● Given request
Locate each line in the listing below that contains the string "water", and copy those lines out in full. Case matters.

□ □ □

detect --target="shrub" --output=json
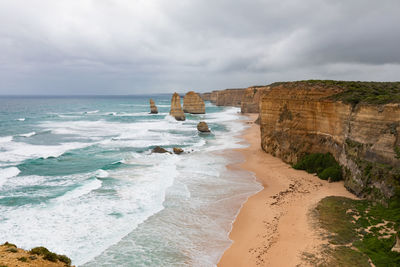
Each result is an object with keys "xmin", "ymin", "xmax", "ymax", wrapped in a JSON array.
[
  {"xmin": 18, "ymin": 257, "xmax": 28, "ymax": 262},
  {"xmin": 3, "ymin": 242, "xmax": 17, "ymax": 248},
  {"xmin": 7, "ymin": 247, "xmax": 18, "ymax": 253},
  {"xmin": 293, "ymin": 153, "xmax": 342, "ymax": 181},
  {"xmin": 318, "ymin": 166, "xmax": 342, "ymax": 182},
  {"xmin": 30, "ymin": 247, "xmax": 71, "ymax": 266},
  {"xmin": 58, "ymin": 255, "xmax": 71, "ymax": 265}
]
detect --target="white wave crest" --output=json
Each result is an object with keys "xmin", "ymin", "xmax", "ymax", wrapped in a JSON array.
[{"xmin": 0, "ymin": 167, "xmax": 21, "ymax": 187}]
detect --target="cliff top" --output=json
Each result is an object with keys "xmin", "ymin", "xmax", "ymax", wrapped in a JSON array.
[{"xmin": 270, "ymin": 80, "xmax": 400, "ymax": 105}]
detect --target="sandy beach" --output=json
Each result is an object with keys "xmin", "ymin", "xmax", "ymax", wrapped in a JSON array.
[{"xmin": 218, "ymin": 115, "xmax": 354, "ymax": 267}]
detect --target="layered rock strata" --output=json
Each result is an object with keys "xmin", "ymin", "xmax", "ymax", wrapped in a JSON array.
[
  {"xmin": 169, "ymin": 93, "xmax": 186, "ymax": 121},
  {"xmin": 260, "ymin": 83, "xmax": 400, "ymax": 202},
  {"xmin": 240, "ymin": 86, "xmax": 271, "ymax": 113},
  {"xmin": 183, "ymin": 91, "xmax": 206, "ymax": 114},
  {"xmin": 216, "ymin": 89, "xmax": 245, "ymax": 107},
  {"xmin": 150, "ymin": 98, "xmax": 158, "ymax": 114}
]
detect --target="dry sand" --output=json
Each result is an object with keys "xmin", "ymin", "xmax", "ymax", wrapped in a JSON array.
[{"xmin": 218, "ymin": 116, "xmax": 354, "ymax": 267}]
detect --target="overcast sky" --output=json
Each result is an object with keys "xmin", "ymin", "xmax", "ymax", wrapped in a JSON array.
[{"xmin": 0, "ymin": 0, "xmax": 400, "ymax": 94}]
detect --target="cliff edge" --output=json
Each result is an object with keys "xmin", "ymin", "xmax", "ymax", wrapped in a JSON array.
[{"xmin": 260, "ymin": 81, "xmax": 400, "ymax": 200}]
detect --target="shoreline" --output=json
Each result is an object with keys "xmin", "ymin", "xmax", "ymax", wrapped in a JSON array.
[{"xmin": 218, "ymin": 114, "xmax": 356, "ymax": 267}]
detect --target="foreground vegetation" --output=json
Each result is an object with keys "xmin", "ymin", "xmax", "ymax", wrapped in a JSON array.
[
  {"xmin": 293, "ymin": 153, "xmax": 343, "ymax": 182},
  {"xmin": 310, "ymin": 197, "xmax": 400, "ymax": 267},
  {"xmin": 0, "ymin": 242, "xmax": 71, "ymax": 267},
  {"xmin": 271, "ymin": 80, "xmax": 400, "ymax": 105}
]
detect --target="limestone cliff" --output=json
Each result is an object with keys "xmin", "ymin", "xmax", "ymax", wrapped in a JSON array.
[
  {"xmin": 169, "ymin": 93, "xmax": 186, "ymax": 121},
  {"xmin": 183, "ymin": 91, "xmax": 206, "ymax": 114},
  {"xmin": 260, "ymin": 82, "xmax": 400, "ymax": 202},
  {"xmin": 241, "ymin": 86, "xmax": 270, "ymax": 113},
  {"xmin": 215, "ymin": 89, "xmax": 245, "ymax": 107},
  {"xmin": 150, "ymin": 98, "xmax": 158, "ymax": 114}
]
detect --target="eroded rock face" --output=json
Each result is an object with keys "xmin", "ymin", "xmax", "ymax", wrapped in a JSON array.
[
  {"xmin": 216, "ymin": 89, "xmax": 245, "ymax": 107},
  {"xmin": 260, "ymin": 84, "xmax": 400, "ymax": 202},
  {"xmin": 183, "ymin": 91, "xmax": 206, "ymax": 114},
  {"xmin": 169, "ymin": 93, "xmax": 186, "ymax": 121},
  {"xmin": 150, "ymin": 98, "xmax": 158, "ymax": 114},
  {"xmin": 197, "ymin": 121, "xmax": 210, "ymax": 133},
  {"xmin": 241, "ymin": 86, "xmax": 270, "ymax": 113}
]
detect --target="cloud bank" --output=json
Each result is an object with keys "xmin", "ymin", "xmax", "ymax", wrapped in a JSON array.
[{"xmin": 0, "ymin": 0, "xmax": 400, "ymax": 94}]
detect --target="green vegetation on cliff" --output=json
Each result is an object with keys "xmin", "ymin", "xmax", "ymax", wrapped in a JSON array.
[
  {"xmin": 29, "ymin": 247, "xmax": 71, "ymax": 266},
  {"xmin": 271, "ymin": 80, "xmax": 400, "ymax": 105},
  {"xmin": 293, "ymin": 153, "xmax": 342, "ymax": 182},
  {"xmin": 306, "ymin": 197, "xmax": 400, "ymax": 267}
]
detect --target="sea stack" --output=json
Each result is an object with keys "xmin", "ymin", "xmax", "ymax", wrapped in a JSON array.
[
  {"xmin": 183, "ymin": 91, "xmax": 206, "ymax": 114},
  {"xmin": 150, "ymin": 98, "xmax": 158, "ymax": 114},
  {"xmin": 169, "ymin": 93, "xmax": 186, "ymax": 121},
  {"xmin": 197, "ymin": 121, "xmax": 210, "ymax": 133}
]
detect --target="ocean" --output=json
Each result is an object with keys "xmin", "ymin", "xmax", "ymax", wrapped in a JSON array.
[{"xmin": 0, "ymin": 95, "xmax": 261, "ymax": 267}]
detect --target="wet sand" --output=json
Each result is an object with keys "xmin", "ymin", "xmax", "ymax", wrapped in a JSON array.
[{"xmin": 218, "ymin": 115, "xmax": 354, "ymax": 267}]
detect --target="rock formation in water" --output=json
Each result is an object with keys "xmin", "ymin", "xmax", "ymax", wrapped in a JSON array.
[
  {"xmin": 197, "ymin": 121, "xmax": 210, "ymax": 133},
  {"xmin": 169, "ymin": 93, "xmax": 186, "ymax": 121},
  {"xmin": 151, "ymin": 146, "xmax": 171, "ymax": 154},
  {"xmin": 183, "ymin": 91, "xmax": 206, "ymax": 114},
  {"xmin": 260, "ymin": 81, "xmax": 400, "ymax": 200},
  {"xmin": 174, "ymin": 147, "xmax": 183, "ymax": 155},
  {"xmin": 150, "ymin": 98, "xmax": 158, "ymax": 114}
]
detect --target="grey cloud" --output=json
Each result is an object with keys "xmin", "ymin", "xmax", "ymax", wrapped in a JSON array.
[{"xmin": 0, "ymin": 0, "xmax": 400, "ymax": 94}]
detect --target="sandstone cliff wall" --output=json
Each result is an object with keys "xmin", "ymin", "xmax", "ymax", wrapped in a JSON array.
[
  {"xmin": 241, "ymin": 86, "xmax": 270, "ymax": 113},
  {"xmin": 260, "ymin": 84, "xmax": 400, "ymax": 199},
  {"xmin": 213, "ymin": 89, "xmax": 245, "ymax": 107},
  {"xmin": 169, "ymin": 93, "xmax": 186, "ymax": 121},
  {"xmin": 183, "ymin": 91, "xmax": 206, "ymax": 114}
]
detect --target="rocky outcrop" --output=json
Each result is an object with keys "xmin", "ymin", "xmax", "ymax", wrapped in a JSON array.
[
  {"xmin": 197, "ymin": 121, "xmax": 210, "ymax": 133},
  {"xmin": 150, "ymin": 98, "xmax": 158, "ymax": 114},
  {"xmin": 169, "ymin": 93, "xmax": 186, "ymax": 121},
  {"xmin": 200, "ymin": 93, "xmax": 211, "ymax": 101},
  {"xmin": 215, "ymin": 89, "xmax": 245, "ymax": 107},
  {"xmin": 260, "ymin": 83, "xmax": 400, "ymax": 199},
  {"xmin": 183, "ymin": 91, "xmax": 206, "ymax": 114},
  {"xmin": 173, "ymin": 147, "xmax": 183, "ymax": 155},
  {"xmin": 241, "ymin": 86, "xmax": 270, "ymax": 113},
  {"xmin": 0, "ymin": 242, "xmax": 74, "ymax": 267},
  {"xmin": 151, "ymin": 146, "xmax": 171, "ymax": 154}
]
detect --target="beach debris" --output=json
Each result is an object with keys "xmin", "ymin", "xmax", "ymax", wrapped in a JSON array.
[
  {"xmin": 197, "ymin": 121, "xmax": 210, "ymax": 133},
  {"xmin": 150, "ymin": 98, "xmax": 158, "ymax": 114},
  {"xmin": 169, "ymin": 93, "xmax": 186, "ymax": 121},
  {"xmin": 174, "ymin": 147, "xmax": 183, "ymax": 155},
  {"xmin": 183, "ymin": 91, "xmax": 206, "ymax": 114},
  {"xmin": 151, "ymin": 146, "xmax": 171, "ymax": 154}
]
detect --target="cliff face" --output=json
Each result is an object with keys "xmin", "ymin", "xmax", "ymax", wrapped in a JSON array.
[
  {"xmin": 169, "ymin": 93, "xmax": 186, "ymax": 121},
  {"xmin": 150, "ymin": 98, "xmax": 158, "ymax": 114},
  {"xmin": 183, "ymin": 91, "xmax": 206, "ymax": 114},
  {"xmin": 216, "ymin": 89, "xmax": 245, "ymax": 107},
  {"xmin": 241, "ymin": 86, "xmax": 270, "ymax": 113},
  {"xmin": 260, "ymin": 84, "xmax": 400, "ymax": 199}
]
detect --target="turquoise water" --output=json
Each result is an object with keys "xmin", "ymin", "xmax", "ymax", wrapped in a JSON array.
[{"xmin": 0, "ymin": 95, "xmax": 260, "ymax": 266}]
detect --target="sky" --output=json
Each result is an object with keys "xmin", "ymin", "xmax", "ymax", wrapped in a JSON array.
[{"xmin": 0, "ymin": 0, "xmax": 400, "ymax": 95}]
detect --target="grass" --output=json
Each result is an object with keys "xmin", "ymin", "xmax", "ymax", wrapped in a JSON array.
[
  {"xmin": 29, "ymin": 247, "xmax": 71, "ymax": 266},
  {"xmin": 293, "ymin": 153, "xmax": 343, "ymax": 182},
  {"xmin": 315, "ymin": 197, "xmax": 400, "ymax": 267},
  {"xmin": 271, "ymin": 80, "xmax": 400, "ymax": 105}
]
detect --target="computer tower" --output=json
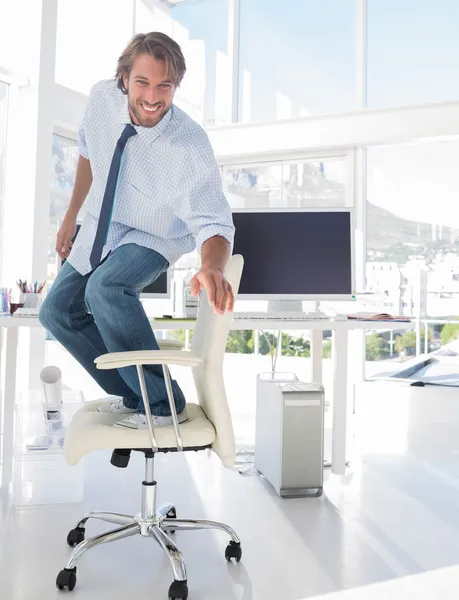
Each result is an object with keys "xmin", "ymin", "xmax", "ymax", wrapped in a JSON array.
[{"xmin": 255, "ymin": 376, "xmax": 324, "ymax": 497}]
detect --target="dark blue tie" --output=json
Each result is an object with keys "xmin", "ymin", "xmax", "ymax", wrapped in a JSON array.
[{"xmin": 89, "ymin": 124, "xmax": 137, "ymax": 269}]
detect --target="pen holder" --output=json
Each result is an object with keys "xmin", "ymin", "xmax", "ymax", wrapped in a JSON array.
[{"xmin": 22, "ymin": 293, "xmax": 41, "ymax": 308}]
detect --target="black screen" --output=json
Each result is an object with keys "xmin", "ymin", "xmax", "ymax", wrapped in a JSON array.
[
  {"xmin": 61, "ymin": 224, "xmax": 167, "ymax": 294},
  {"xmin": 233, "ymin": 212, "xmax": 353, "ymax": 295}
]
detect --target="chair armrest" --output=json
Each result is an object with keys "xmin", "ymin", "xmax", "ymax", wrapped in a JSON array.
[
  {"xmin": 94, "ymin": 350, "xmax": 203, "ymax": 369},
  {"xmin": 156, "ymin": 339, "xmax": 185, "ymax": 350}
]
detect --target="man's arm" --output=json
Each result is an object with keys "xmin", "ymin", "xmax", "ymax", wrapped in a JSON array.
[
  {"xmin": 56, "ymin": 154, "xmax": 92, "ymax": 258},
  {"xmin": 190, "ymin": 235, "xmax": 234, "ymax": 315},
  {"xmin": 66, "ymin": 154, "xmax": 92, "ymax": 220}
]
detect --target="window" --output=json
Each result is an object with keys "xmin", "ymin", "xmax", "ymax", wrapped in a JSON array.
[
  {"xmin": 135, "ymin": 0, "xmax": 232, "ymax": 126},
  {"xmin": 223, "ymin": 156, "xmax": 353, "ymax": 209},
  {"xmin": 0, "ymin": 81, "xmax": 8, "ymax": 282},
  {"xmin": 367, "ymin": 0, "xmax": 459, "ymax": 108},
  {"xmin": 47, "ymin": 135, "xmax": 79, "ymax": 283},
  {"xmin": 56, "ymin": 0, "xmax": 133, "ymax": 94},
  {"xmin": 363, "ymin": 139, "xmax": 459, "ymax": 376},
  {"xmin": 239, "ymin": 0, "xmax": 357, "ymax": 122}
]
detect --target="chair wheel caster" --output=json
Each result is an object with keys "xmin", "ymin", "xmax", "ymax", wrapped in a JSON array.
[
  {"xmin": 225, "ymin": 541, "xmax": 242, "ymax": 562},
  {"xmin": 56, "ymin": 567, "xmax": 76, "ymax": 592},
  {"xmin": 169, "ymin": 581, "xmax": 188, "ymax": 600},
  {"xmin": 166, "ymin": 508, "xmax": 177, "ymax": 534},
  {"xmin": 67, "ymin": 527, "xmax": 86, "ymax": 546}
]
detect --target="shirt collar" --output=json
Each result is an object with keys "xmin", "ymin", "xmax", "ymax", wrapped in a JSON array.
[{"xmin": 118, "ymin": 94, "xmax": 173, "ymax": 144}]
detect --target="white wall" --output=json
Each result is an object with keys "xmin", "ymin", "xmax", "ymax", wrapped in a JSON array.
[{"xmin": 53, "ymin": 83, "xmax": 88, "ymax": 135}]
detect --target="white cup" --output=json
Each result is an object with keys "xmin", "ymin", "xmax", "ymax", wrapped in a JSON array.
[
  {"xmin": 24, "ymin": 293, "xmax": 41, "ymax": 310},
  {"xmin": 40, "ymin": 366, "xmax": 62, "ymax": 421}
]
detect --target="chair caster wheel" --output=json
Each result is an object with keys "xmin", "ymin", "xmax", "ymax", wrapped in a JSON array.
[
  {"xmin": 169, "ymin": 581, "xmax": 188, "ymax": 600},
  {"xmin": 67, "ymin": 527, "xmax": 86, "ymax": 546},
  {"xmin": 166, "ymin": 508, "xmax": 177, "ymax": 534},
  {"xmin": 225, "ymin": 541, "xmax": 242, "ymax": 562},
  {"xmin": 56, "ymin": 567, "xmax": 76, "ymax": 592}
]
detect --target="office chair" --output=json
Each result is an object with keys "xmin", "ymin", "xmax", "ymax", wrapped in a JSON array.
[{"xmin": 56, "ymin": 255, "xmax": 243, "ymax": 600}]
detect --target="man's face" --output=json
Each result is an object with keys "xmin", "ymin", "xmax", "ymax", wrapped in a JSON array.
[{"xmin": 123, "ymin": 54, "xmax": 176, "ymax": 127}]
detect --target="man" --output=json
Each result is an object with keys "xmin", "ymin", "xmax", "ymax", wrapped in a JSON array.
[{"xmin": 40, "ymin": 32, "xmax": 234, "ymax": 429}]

□ □ □

● Task solution
detect --target="rock formation in water" --output=json
detect --target="turquoise water" --output=json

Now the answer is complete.